[start of PASSAGE]
Invisible Garage / !ndie Architecture

courtyard

Invisible Garage is a project that makes a case for experimental form in suburban architecture. !ndie Architecture proposes in this project to tweak the suburbs rather than viewing them as a problem to be fixed or as an amalgam of morally bankrupt development strategies. For !ndie Architecture it is a matter of considering what could be designed instead of what should be.

More drawings and the architects description following the break.

Architects: !ndie Architecture

My mother is a liberal democrat who supports environmentally conscious legislation and business. So naturally, she opposes sprawl. I was recently driving with her through a 1990s suburb where the houses are built very close to one another, less then 10 feet apart. She said to me, “I don’t know why anyone would want to live right on top of their neighbors like that.” She’s not alone in having these competing, yet understandable, points of view. When discussing sprawl as an urban condition, there is no lack of vitriol. But at the scale of the house, most people want their space. As historian Robert Bruegmann points out, very few critics of sprawl believe that they live in it—it’s a place that is further out, less sensible, and less tasteful than their own neighborhood.
[end of PASSAGE]
THE EXERCISE:
What comes next in the Invisible Garage text? Write a continuation that starts right after its final sentence.
[start of DATA LINES]
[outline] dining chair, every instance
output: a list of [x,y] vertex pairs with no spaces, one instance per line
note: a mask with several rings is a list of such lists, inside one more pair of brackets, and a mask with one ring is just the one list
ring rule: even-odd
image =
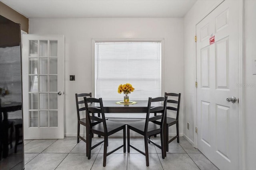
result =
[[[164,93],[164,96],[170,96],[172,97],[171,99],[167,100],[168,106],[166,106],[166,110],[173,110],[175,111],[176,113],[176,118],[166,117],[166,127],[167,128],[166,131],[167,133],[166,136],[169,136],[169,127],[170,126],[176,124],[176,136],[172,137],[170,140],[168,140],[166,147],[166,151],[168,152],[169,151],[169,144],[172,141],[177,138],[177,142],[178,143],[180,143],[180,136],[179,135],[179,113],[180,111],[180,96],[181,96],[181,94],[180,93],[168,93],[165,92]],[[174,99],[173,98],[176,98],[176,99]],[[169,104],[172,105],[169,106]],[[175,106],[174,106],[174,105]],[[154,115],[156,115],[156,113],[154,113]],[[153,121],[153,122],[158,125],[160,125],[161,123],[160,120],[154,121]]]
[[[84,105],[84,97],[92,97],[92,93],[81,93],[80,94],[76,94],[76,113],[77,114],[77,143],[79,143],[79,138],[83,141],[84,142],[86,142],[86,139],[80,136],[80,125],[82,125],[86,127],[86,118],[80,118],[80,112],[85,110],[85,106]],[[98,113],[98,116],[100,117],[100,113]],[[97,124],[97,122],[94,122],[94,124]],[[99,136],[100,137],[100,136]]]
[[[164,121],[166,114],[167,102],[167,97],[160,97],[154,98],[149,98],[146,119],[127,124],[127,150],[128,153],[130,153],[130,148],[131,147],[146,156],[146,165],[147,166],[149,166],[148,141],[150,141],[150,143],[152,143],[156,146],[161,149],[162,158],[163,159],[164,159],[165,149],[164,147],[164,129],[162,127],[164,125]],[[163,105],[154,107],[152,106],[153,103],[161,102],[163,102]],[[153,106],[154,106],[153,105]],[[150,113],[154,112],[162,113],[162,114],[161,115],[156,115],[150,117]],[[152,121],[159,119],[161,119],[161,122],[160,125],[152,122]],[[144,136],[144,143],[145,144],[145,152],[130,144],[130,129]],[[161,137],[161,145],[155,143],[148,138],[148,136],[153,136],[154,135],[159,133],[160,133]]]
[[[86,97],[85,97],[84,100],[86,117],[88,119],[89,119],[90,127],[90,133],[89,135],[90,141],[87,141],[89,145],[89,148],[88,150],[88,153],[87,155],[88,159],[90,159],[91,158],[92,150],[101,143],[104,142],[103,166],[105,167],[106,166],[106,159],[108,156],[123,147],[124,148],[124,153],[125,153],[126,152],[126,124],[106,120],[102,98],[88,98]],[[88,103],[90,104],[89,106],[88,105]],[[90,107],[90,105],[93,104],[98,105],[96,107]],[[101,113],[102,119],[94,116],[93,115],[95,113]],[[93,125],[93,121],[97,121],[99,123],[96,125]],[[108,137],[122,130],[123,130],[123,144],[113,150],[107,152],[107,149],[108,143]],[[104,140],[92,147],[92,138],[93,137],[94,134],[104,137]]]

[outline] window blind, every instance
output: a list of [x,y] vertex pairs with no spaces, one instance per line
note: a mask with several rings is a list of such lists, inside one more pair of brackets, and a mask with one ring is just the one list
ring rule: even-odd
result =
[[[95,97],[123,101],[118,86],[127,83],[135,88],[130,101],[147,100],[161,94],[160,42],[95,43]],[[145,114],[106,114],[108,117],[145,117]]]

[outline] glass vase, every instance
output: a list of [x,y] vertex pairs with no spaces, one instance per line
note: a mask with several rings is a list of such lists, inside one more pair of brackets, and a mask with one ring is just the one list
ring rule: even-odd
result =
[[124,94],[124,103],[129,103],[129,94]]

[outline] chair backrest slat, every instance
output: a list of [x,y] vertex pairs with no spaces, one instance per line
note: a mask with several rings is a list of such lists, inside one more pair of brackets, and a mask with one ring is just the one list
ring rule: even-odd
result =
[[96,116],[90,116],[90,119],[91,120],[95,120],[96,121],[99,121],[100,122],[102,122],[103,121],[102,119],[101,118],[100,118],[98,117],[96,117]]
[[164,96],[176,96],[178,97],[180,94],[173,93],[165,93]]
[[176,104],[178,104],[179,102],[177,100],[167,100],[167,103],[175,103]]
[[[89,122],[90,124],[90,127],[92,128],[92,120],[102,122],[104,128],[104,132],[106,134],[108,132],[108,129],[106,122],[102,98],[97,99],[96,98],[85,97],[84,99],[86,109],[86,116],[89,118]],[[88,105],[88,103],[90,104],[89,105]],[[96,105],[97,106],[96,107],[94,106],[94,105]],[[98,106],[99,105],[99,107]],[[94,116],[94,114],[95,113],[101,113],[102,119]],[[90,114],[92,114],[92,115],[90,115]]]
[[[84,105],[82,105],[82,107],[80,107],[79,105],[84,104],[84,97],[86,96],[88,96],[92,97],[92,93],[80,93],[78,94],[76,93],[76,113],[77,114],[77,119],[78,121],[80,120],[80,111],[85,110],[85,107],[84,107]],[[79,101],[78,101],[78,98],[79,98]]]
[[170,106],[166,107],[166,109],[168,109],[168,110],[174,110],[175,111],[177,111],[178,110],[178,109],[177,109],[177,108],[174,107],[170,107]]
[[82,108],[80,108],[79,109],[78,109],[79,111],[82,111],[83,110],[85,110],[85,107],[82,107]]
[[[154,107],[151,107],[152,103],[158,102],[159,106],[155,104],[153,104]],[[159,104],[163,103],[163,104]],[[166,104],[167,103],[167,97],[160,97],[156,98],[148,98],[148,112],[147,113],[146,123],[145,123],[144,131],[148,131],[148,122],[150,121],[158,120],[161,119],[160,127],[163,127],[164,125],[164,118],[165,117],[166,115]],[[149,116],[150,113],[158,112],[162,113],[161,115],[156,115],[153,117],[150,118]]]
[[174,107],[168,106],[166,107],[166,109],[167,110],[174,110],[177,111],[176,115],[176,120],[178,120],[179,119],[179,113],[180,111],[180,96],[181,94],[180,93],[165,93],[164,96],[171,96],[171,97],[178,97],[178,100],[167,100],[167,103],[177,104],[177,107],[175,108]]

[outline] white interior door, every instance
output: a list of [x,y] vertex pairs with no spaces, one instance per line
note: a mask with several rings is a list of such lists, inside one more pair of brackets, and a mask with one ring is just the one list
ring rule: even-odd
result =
[end of DATA LINES]
[start of DATA LINES]
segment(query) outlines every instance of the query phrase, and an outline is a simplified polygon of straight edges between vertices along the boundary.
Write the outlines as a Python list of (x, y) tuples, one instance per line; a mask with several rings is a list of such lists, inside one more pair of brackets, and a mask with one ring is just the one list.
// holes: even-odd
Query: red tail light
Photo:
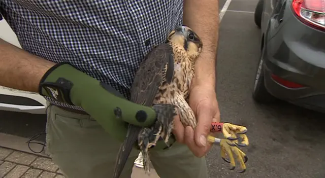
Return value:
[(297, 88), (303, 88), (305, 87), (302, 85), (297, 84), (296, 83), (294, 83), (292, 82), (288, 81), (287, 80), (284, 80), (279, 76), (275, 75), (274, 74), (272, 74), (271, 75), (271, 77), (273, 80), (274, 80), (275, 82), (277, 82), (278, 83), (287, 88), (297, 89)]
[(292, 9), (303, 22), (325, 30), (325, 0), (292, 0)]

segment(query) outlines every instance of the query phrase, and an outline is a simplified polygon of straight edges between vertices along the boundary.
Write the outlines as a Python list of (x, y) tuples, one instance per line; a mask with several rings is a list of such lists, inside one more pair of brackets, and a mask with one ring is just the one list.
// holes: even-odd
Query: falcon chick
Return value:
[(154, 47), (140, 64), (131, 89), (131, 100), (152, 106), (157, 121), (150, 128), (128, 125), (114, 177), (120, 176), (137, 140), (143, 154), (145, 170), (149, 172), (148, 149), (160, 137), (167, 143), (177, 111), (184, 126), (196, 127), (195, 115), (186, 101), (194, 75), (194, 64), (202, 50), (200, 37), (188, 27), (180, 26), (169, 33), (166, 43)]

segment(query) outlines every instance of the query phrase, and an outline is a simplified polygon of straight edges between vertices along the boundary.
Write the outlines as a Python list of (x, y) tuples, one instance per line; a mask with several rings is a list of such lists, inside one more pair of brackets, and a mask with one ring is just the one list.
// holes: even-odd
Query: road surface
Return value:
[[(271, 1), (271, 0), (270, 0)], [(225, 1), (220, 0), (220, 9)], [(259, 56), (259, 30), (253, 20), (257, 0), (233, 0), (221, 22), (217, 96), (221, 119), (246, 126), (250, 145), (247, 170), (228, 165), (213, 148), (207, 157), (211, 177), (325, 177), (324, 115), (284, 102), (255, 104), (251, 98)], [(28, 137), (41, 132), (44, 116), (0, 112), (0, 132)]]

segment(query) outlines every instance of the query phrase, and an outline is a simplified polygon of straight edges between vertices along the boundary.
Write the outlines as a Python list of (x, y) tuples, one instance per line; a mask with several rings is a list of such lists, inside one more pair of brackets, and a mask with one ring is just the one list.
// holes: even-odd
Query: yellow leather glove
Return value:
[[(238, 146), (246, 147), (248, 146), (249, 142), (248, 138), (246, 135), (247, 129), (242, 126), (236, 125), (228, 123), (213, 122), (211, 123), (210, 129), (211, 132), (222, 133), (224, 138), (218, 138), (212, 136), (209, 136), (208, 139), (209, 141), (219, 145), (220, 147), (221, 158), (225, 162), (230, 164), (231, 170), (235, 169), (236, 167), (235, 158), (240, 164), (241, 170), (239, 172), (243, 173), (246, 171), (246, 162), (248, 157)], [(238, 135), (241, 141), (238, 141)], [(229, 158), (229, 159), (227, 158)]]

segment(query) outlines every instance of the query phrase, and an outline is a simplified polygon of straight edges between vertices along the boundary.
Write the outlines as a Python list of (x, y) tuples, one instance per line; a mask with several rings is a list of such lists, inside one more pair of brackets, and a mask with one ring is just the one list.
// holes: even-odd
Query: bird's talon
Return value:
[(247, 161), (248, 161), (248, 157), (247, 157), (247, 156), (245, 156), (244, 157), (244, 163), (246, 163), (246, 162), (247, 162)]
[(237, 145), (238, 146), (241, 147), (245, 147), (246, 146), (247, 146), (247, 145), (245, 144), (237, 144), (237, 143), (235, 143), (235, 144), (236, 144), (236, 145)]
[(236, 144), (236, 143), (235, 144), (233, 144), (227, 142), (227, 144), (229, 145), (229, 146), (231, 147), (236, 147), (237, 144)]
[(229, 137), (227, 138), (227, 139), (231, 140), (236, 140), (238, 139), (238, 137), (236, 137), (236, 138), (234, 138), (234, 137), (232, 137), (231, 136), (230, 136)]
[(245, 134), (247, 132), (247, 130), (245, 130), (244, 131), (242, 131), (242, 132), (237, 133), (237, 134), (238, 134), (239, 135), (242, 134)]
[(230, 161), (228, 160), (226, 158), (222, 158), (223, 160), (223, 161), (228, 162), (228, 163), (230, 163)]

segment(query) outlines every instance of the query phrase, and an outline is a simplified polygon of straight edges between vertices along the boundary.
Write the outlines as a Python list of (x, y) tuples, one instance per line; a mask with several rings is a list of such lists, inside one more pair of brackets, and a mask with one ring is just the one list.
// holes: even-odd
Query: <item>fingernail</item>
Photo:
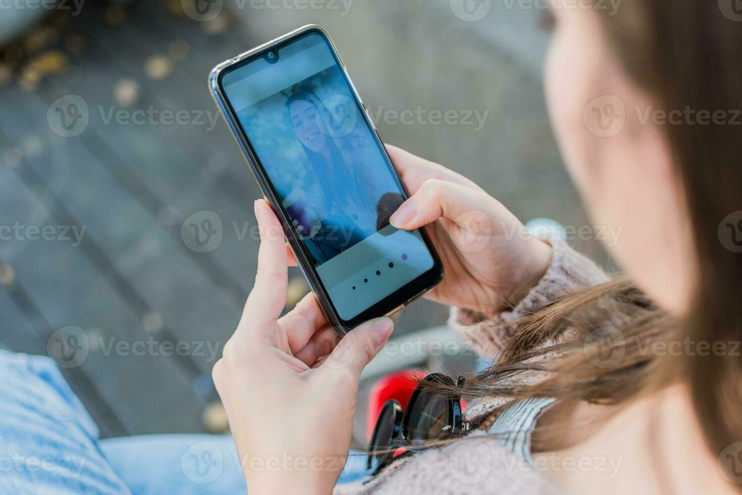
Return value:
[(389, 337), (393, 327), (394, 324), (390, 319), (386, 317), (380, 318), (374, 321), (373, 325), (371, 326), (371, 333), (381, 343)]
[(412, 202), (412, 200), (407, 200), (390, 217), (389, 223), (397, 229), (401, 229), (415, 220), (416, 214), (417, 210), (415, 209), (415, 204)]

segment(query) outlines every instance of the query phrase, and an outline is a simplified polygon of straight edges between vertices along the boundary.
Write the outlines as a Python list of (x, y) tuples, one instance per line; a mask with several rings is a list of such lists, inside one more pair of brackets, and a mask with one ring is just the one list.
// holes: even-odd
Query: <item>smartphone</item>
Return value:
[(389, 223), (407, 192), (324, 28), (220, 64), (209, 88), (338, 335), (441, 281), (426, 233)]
[end of DATA LINES]
RESULT OF THIS EXERCISE:
full block

Given the nearly unanimous opposition to them, it is surprising that the suburbs still exist, let alone thrive. But they are the dominant mode of urban growth worldwide. This project is a hypothetical alternative to established suburban models—with house prototypes and a block layout that accept sprawl, but reconfigure it. Houses have a long, low sensibility with windowless facades and elevated courtyards. They are amassed at the perimeter of the block in a dense, but porous ribbon. The opacity of the houses’ envelopes enables them to be located very close to the sidewalk—they don’t need the distance that typically separates the domestic realm from the public street. At the same time, their interiors are open and light.

street

Four new types of garages, each with a different mechanism for opening the door, are seamlessly integrated into the house forms. Proposing a new strategy for addressing the age old problem of how to hide the garage, they are invisible when closed. The mechanisms for opening the garages are also designed to reduce the need for driveways and alleys. Ground area that is freed up, in conjunction with the minimal front yards, amounts to large houses and a generous amount of open space. A large courtyard at the center of the block is available for collective use, smaller courtyards on the upper levels of the houses provide more isolated outdoor areas, and paved terraces underneath cantilevered parts of the houses function as covered patios.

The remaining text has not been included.